REQUIREMENT: In the data that follows, find the line containing "Q: Point out every instance of the utility"; then quote that line and every line after it, exactly, through the last one.

EXERCISE INPUT:
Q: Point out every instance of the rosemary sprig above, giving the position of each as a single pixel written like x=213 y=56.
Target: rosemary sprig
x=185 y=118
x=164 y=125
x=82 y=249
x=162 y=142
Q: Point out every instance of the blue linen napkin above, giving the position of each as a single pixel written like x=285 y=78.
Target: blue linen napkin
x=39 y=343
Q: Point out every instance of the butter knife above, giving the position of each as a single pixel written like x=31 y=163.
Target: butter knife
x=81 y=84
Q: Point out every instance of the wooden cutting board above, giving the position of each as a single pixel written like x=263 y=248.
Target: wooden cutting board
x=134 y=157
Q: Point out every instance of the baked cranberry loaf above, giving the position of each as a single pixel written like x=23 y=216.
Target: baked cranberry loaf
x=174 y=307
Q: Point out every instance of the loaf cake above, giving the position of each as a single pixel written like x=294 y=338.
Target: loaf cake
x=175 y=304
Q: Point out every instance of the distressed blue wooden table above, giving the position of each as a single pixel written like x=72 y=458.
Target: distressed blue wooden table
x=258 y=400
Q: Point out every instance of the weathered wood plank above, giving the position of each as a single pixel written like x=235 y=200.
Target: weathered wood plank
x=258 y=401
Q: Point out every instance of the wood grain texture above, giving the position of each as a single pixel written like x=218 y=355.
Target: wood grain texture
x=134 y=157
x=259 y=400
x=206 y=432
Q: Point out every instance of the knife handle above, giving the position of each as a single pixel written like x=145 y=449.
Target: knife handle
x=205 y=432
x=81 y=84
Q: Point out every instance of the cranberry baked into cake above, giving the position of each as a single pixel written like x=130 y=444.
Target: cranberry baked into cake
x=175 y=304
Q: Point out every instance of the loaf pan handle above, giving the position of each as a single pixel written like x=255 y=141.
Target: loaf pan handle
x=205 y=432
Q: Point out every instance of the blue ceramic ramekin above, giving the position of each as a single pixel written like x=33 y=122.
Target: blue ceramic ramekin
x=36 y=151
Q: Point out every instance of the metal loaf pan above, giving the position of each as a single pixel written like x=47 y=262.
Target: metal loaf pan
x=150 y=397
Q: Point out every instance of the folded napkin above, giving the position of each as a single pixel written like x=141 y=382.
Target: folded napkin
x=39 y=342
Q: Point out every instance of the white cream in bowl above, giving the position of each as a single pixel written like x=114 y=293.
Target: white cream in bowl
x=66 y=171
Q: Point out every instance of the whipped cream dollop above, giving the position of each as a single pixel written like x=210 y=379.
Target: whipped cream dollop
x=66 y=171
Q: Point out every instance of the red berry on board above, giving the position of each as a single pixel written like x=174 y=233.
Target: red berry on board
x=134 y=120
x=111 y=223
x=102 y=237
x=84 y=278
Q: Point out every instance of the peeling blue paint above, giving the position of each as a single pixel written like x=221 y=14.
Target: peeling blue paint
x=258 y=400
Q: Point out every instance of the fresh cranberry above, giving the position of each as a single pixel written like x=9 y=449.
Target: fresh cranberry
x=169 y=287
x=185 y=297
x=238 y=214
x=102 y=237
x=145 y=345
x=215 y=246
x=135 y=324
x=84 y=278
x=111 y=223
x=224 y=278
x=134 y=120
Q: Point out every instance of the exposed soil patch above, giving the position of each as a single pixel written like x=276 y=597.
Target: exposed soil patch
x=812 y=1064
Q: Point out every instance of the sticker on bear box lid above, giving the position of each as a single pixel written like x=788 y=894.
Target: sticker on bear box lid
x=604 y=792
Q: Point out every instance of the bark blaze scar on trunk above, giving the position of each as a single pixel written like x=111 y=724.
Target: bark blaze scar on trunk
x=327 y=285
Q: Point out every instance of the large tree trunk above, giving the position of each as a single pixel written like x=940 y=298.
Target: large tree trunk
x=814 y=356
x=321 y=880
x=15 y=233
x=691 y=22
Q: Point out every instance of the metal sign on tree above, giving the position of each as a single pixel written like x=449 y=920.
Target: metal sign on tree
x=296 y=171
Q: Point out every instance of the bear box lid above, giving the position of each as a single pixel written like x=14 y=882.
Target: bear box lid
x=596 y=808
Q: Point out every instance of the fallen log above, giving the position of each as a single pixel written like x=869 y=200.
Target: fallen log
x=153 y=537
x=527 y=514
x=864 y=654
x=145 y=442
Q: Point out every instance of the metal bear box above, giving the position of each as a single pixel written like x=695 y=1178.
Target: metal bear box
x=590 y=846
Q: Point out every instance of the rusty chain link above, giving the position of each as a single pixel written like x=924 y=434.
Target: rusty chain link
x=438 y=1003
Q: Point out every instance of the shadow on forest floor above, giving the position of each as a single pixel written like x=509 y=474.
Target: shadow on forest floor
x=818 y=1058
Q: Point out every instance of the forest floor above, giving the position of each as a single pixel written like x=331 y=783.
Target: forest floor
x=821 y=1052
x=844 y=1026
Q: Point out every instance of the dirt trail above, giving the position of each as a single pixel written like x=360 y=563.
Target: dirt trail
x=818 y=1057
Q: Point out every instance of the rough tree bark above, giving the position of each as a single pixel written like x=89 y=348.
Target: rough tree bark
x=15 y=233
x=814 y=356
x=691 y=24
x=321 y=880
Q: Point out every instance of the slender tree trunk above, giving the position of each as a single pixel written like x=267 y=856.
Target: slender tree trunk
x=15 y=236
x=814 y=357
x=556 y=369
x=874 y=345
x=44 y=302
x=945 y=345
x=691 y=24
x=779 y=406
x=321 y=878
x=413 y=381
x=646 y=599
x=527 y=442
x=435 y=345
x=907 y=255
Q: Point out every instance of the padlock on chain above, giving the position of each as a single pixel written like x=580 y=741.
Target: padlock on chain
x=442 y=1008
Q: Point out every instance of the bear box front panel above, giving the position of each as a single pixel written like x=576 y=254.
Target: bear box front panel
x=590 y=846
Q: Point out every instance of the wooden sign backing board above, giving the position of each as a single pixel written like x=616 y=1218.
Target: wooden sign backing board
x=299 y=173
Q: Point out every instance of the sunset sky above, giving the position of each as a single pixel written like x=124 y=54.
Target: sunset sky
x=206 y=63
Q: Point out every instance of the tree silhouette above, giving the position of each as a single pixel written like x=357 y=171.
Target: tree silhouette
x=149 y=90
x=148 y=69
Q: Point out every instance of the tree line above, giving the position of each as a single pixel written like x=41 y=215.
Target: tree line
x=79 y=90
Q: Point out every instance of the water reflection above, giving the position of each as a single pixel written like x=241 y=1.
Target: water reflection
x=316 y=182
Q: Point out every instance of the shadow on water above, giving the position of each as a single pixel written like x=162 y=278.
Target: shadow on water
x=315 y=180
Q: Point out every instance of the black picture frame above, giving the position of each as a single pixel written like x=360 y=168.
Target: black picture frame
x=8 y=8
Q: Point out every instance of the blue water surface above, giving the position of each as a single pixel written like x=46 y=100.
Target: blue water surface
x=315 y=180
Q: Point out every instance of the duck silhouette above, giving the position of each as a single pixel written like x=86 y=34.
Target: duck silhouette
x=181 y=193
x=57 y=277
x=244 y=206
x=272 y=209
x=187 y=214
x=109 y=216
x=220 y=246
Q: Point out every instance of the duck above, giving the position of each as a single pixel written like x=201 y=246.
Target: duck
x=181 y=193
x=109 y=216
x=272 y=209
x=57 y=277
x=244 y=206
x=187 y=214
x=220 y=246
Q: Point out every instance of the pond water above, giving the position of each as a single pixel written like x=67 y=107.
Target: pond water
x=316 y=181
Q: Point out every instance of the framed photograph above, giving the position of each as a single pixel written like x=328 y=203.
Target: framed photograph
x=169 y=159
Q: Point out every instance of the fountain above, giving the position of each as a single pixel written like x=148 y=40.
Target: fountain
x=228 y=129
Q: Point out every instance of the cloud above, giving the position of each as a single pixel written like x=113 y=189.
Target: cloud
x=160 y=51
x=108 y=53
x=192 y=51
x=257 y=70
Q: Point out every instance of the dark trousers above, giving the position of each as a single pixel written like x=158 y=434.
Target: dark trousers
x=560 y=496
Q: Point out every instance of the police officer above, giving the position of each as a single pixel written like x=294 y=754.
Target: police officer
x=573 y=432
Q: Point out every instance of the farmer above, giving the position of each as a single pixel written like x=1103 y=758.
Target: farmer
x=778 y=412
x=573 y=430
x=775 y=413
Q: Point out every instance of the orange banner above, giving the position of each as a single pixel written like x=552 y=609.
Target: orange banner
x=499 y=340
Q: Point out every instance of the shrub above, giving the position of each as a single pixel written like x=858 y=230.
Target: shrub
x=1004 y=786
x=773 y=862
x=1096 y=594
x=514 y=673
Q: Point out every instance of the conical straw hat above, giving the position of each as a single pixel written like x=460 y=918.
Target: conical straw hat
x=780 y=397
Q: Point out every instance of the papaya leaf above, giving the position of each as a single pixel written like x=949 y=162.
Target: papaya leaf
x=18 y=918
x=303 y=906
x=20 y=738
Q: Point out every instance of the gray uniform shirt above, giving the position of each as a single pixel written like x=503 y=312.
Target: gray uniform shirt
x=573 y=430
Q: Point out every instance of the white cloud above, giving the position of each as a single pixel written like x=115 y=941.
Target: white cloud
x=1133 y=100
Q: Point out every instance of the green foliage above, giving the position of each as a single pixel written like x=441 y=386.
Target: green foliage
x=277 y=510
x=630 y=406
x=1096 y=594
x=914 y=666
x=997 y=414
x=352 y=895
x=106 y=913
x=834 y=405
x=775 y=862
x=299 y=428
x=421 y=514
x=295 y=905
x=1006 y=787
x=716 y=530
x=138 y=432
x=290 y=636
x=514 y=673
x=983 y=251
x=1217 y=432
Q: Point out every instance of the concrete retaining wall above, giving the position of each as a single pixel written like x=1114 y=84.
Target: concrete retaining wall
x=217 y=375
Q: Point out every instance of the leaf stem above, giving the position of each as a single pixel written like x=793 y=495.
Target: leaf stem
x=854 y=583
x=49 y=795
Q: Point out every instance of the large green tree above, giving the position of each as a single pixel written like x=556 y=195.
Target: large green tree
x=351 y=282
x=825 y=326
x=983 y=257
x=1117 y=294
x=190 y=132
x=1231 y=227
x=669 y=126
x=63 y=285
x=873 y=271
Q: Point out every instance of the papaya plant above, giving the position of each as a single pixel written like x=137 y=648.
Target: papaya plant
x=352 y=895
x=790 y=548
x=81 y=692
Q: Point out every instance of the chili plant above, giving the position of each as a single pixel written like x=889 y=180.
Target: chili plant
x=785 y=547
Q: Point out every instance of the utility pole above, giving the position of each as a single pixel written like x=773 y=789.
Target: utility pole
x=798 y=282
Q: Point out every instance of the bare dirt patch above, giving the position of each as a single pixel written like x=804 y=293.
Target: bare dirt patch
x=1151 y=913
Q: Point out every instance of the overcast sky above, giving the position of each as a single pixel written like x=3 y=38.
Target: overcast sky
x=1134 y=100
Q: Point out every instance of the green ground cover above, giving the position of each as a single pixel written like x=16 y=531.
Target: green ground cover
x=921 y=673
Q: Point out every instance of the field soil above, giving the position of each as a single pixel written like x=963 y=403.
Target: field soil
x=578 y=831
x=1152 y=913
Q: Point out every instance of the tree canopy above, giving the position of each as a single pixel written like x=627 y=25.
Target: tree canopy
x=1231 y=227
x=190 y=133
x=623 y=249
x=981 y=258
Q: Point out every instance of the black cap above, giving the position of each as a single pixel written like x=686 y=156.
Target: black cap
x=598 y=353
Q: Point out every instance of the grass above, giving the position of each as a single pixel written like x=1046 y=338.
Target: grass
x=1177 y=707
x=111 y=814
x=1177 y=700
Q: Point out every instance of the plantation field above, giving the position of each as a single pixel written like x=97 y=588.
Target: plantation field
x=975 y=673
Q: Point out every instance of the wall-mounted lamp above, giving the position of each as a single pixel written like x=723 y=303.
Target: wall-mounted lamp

COMPLETE ANSWER:
Q: Point out every instance of the utility pole above, giving the position of each as a single pixel written like x=773 y=789.
Target: utility pole
x=798 y=282
Q: Point out every instance of the bare dirt patch above, giving the position of each as a single pixel written like x=804 y=293.
Target: bare dirt patch
x=1151 y=913
Q: Point out every instance of the overcast sky above, giving the position of each as a single pixel written like x=3 y=38.
Target: overcast sky
x=1134 y=100
Q: Point out every instance of the green ground cover above, giving the position of each as a single pixel written like x=16 y=531.
Target: green ground cover
x=921 y=673
Q: Point out every instance of the field soil above, giving the position of each as a single pixel written like x=963 y=403.
Target: field soil
x=578 y=831
x=1152 y=913
Q: Point out every instance of the tree canopy above, giving the position of each as a single pixel written like x=627 y=25.
Target: tree canopy
x=1231 y=227
x=190 y=133
x=623 y=249
x=981 y=258
Q: Point out every instance of the black cap above, giving the position of each as a single pixel written like x=686 y=156.
Target: black cap
x=598 y=353
Q: Point out every instance of the grass above, giving the position of each as a single pixel written like x=1046 y=338.
Target: grass
x=1177 y=707
x=111 y=814
x=1177 y=700
Q: Point out every instance of the plantation field above, giving the position of each as a single pixel written like x=97 y=588.
Target: plantation field
x=975 y=673
Q: Point out every instance of the wall-mounted lamp above, giving the position of each as a single pixel written like x=723 y=303.
Target: wall-mounted lamp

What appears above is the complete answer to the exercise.